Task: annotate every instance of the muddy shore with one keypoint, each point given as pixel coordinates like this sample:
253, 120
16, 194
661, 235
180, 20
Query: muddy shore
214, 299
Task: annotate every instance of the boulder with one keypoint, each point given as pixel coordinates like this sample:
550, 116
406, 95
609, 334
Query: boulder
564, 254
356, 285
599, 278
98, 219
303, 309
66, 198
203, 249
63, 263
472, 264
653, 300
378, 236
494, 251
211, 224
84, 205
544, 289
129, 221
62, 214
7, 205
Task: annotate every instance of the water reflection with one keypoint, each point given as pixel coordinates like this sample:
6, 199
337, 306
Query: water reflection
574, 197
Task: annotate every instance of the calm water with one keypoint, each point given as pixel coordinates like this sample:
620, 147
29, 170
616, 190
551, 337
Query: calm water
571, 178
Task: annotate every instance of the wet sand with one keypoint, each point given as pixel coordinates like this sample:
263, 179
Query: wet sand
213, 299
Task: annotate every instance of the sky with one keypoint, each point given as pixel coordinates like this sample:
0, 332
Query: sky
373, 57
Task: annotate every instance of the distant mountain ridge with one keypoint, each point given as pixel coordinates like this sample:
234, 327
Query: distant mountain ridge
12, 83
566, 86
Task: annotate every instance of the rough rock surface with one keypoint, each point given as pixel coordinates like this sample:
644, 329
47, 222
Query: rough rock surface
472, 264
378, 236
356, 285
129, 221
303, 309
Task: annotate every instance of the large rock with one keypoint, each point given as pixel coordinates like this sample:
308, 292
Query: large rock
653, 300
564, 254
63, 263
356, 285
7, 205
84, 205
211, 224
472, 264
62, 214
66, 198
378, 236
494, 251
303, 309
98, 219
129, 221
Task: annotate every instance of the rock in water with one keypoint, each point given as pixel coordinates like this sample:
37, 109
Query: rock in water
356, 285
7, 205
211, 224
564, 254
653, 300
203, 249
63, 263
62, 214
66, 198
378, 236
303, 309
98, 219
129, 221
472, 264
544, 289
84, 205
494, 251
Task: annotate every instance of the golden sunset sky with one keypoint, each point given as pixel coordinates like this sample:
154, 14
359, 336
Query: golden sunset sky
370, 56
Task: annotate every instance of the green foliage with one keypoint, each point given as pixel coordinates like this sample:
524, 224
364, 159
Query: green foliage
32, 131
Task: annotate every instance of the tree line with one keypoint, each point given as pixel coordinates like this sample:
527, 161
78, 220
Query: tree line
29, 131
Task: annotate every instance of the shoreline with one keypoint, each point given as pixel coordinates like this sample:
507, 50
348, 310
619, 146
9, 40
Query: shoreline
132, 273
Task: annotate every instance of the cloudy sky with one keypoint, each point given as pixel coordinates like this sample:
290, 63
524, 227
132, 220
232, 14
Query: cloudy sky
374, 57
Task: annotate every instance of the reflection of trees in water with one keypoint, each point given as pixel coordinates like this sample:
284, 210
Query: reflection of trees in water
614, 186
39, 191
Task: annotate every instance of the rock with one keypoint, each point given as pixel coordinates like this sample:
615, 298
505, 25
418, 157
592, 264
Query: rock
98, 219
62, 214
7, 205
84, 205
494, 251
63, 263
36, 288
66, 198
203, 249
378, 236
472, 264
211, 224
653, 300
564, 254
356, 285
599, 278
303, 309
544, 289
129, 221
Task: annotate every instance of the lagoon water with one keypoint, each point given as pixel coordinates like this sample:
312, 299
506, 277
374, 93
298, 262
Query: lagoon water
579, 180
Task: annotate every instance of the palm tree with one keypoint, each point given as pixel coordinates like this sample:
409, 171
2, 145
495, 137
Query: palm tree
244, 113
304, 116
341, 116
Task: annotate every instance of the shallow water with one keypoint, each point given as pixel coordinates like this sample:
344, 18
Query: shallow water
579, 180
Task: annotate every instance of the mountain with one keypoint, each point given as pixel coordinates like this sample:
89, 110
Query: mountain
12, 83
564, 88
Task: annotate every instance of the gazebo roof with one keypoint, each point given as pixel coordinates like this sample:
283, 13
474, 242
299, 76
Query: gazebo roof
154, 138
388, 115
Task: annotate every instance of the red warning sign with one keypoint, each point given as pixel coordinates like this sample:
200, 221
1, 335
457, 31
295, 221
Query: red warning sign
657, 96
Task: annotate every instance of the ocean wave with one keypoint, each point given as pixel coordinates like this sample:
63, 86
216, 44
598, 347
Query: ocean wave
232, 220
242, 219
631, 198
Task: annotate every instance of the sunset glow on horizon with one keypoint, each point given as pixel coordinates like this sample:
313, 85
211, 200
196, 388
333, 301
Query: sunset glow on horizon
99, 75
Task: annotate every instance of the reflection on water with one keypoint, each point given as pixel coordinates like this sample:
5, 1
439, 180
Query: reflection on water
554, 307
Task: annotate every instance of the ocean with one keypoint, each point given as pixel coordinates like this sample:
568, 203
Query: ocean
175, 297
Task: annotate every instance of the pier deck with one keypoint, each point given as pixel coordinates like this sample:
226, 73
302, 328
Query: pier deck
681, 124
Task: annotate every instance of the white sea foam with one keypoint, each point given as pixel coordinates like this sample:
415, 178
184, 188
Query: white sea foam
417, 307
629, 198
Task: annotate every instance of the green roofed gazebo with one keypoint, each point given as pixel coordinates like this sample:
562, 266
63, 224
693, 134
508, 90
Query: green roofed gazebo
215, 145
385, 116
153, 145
──────
• _TASK BRIEF_
Quote each line of the listing above exactly.

• _RESULT_
Task: annotate every instance of the muddy shore with one keypoint, each point given as pixel coordinates like this sample:
253, 120
16, 194
661, 235
180, 20
Query: muddy shore
214, 299
Task: annotate every instance of the boulder with one keypoint, each point given as pixel coordinates like this sample:
550, 116
406, 95
609, 334
Query: boulder
564, 254
356, 285
599, 278
98, 219
303, 309
66, 198
203, 249
63, 263
472, 264
653, 300
378, 236
494, 251
211, 224
84, 205
544, 289
129, 221
62, 214
7, 205
Task: annotate every instance of the water reflection with one keypoint, each point given as pixel coordinates like this sample:
6, 199
337, 306
Query: water reflection
574, 197
Task: annotate every instance of the calm water with one keypoint, each point given as pixel coordinates like this sample:
620, 147
29, 170
616, 190
551, 337
Query: calm water
571, 178
Task: annotate every instance of the wet sand with one keypoint, each point given as pixel coordinates like this sample:
263, 179
Query: wet sand
213, 299
Task: annotate every instance of the sky with one keypoint, each point given as pixel coordinates like this sample:
0, 332
Query: sky
373, 57
Task: annotate every instance of the distant mountain ridge with one keypoint, each point given as pixel coordinates like this sample:
234, 327
Query: distant mountain ridge
12, 83
566, 86
Task: annotate every instance of the rough rock surface with one keypoint, each point given as pixel coordinates like this sample:
644, 329
47, 222
Query: rough rock surface
472, 264
378, 236
356, 285
129, 221
303, 309
Task: annotate every instance of the large rock with one keypoint, each point given as pixel coordinates like this sample:
308, 292
Query: large rock
653, 300
564, 254
63, 263
356, 285
7, 205
84, 205
211, 224
472, 264
62, 214
66, 198
378, 236
494, 251
303, 309
98, 219
129, 221
Task: annotate every instance of the rock in water with one keypoint, each point given as pixel coordinates like this sample:
37, 109
Query: rock in water
356, 285
7, 205
211, 224
564, 254
653, 300
203, 249
63, 263
62, 214
66, 198
378, 236
303, 309
98, 219
129, 221
472, 264
544, 289
84, 205
494, 251
Task: annotate every instance of the golden sunset sky with one keypoint, each point given as pixel coordinates like this sample:
154, 14
359, 336
Query: golden sunset sky
370, 56
Task: annotate every instance of the green foliage with one keypoint, each point given as pixel coordinates like this sample:
524, 224
364, 159
Query: green foliage
32, 131
Task: annotate every instance of the tree line with one keypoint, each point given as pixel coordinates like this sample:
527, 161
78, 220
Query: tree line
29, 131
Task: annotate every instance of the shoreline with one keypoint, each point given as pixel coordinates like this sample:
507, 50
348, 310
619, 146
9, 40
Query: shoreline
132, 273
Task: annotate every instance of the cloudy sky with one keypoint, each point given as pixel coordinates like this sample:
290, 63
524, 227
132, 220
232, 14
Query: cloudy sky
374, 57
Task: annotate every instance of the reflection of trees in water with one keypoint, each point given as pixel coordinates like this sample:
284, 210
Query: reflection of trees in water
614, 186
39, 191
Task: annotate every instance of the rock with one keypoint, each point given as pixel coordinates like this sample:
615, 298
505, 25
418, 157
592, 264
Query: rock
98, 219
62, 214
7, 205
84, 205
494, 251
63, 263
36, 288
66, 198
203, 249
378, 236
472, 264
211, 224
653, 300
564, 254
356, 285
599, 278
303, 309
544, 289
129, 221
Task: annotate every instance of the lagoon water with one keypoint, each point given as pixel coordinates like this sample:
312, 299
506, 277
374, 93
298, 262
Query: lagoon water
579, 180
Task: annotate every instance of the palm tree with one keypoint, each point given as pixel coordinates like this sample:
409, 171
2, 145
495, 137
Query: palm tree
244, 113
304, 116
341, 116
Task: annotate every instance of the shallow water with one keypoint, each point given as pixel coordinates like this sample:
344, 18
Query: shallow water
579, 180
Task: annotate every instance of the mountain with one keypoint, each point given as pixel coordinates like this sample:
89, 110
Query: mountain
12, 83
564, 88
Task: annotate every instance of the gazebo roof with one keypoint, each point given as pixel coordinates like this sample:
283, 13
474, 242
299, 76
Query: gazebo roof
154, 138
388, 115
Task: annotate every instance of the red warning sign with one keypoint, each point given as pixel coordinates like this sample:
200, 221
1, 335
457, 31
295, 221
Query: red warning sign
657, 96
Task: annotate every instance of the ocean wave with one keypoint, each point given as pixel coordinates like this sample:
63, 86
216, 44
598, 347
Query: ocean wave
232, 220
242, 219
631, 198
Task: annotate every instance of the sunset glow on horizon with one keypoint, each point given as pixel coordinates like this sample:
313, 85
211, 200
196, 388
333, 301
Query: sunset glow on horizon
99, 75
Task: annotate every instance of the reflection on water with one keypoint, each point given as pixel coordinates like this sample:
5, 1
439, 180
Query: reflection on water
554, 307
Task: annotate every instance of the ocean with one keypoint, each point given as pixel coordinates like this sample:
568, 203
Query: ocean
175, 297
Task: annotate every instance of the pier deck with one keypoint, each point given as pixel coordinates like this sample:
226, 73
302, 328
Query: pier deck
681, 124
Task: annotate every instance of the white sea foam with one keypoint, each point given as pixel coordinates like this sample:
415, 178
184, 188
Query: white sea foam
417, 307
629, 198
Task: annotate every instance of the green roofed gazebo with one keypoint, each point given as pixel coordinates like this sample:
562, 266
63, 224
693, 134
508, 90
Query: green roofed gazebo
215, 145
385, 116
153, 145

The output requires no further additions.